* **Records shown**
════

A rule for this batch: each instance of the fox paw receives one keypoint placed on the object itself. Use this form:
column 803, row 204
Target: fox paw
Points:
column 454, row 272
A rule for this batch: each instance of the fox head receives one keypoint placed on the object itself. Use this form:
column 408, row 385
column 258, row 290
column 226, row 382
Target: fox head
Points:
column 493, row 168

════

* **Short problem**
Lay out the lines above as a Markdown table with the columns "Row" and "Line," one row per line and numbered in order, leaving out any blank lines.

* **Correct answer**
| Row | Line |
|---|---|
| 1 | A rule for this batch: each instance of the fox paw receives one keypoint placed on the object itself. Use this form: |
| 2 | column 803, row 204 |
| 3 | Target: fox paw |
| 4 | Points: |
| 5 | column 454, row 272 |
| 6 | A rule for this batch: each instance of the fox head receives one keypoint placed on the object itself. Use this form: |
| 7 | column 408, row 385 |
| 8 | column 258, row 290 |
| 9 | column 226, row 382 |
| 10 | Target: fox head |
| 11 | Points: |
| 12 | column 493, row 168 |